Here is a block of records. Copy every line in it that includes "positive".

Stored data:
╔══

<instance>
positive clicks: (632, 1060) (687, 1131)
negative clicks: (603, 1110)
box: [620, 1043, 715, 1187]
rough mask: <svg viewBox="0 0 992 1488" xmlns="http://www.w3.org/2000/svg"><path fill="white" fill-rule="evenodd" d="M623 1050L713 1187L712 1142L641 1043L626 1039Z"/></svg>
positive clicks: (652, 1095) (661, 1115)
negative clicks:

╚══

- **Output below**
positive clicks: (632, 1060) (687, 1131)
positive clicks: (652, 1095) (661, 1115)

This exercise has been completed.